> EXERCISE REQUIREMENTS: Reproduce everything from the line containing "[point] every instance of the metal" down to the last of the rows below, unchanged.

> EXTRACTED ENTRIES:
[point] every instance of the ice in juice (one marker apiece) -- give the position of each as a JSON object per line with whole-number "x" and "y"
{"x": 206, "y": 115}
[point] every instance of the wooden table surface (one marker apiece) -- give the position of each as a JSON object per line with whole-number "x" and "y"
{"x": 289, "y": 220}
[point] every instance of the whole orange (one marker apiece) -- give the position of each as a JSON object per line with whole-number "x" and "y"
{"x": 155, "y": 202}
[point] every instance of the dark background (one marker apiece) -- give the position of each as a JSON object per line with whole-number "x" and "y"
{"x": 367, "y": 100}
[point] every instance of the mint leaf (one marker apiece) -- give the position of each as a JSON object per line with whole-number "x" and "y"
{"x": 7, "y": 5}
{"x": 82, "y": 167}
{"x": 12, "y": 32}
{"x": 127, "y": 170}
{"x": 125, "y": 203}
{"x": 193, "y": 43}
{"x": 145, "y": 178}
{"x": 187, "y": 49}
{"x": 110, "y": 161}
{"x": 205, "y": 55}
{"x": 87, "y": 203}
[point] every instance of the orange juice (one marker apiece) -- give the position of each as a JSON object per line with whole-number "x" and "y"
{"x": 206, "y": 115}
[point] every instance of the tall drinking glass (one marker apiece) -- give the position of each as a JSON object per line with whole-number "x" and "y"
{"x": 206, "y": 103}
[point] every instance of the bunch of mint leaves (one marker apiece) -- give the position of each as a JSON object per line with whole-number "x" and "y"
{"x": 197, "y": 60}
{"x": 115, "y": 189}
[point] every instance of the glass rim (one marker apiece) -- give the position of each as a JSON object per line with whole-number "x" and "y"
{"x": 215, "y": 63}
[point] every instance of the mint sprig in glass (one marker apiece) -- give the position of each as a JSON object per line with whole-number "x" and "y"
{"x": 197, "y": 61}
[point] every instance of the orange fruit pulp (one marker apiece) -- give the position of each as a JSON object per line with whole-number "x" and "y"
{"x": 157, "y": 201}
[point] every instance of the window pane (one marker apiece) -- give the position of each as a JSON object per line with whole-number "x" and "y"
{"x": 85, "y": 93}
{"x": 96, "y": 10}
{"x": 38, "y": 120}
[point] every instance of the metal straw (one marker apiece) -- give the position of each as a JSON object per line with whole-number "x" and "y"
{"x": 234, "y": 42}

> SOLUTION TO THIS PROBLEM:
[point] every instance of the metal straw (one marker apiece) -- give the position of each as a JSON object per line with whole-number "x" and "y"
{"x": 234, "y": 42}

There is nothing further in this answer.